• **Problème posé**:
Pour chacun des énoncés 1., 2. et 3., indiquez s'il concorde avec l'extrait sur la communication de la preuve reproduit ci-dessous. Répondez par oui ou par non et citez mot pour mot le passage déterminant.
1. La directive PRE-1 s'adresse aux procureurs de la poursuite et émane du Directeur des poursuites criminelles et pénales du Québec.
2. Selon le paragraphe [109], la poursuite doit préciser à la défense la teneur de la preuve protégée.
3. Lorsque le procureur refuse de communiquer un renseignement, il n'a pas à signaler à l'accusé que des renseignements ne lui ont pas été communiqués.

• **Texte à analyser**:
'''

La communication de la preuve et le privilège de l'informateur

R. c. Tshiamala, 2011 QCCA 439 (CanLII)


[107]      De plus, l'impact sur la crédibilité du témoin n'est pas à négliger, puisque la poursuite cherchait à convaincre le jury qu'il mentait en témoignant et que la vérité se trouvait donc dans sa déclaration antérieure. En somme, tout ce qui affaiblissait la crédibilité du témoin pouvait rehausser la valeur probante de sa déclaration antérieure et, par le fait même, la force de la preuve à charge. Ainsi, en décidant d'utiliser la lettre P-27, sachant qu'elle ne pourrait communiquer la preuve contradictoire, et en n'avisant pas la défense de l'existence d'une telle preuve (sans en divulguer bien entendu le sens exact), elle a brimé les droits des accusés à une défense pleine et entière.
[108]      Cette interprétation du droit est d'ailleurs confirmée par la directive PRE-1, publiée par le Directeur des poursuites criminelles et pénales du Québec à l'intention des procureurs de la poursuite, qui prévoit ceci :
[Obligation de communication] Dans toute poursuite relative à une infraction criminelle ou pénale, le procureur a le devoir constitutionnel de communiquer à une personne accusée ou à son avocat tous les renseignements qu'il détient et qu'il considère pertinents, sous réserve des renseignements qu'il a l'obligation de protéger.
[Pertinence des renseignements] Un renseignement est pertinent s'il tombe dans l'une des catégories suivantes :
b) il permet directement ou indirectement de réfuter la preuve et les arguments présentés par la poursuite;
[Confidentialité et privilèges] Le procureur doit protéger tout renseignement confidentiel ou privilégié.
Notamment, il doit protéger :
a) tout renseignement permettant de connaître ou de déduire l'identité d'un informateur de police;
[…]
h) tout autre renseignement faisant l'objet d'un privilège ou d'une interdiction de communication en vertu de la loi ou de la common law.
[…]

Afin de protéger les renseignements visés par le présent paragraphe, le procureur doit adopter la méthode qui aura pour effet à la fois de protéger les renseignements et de porter le moins possible atteinte au droit de l'accusé à une défense pleine et entière.
À cet effet, il pourra notamment :
i) expurger d’un document les parties de renseignements qui risquent de porter atteinte à la confidentialité ou au privilège tout en communiquant les renseignements périphériques contenus dans ce document qui n'ont pas cet effet;
ii) retarder la communication, notamment lorsqu'il est nécessaire de protéger la vie ou la sécurité des personnes jusqu'à ce que ce danger soit écarté;
iii) refuser de communiquer les renseignements.
Quelle que soit la méthode utilisée par le procureur pour préserver la confidentialité ou le privilège, ce dernier doit toujours donner à l'accusé l'information minimale permettant à ce dernier de savoir que certains renseignements ne lui ont pas été communiqués
[Je souligne.]
[109]      Ainsi, ce n'est pas parce que l'information doit être protégée que la poursuite ne doit pas informer la défense de l'existence d'une preuve pertinente. Au contraire, elle doit l'en informer, sans en préciser la teneur, pour que celle-ci puisse agir en conséquence, notamment en présentant les requêtes nécessaires. En l'espèce, l'avocat de la poursuite n'a pas respecté cette règle.

'''

• **Données fournies**:
'''

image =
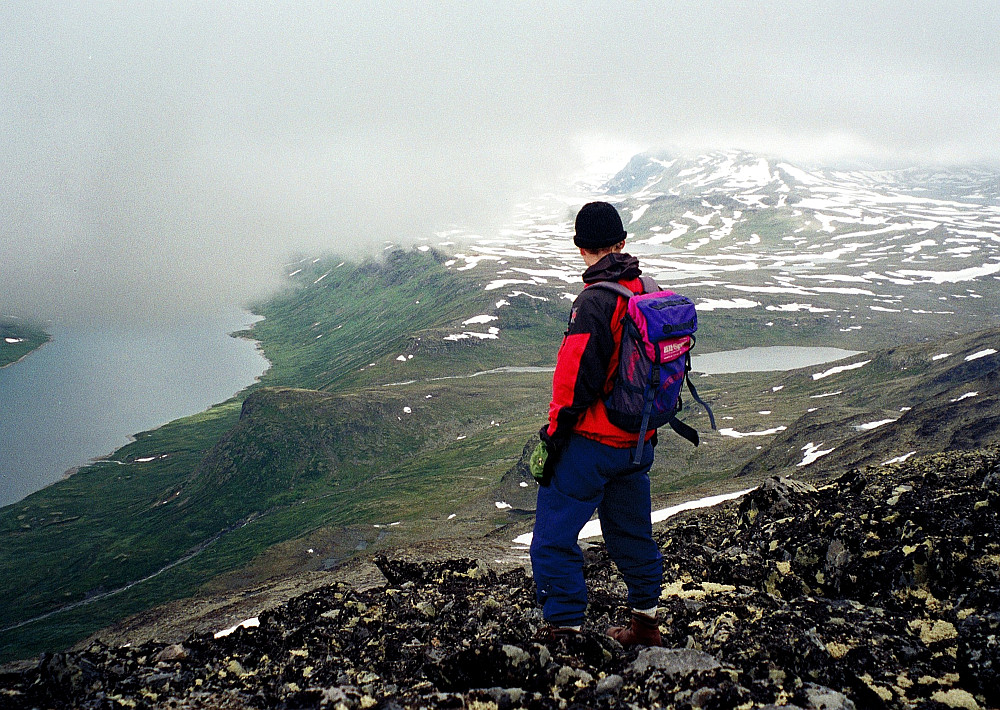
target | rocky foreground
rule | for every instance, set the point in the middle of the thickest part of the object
(879, 589)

'''

• **Corrigé de l'exercice**:
1. Oui : « publiée par le Directeur des poursuites criminelles et pénales du Québec à l'intention des procureurs de la poursuite »
2. Non : « elle doit l'en informer, sans en préciser la teneur »
3. Non : « Quelle que soit la méthode utilisée par le procureur pour préserver la confidentialité ou le privilège, ce dernier doit toujours donner à l'accusé l'information minimale permettant à ce dernier de savoir que certains renseignements ne lui ont pas été communiqués »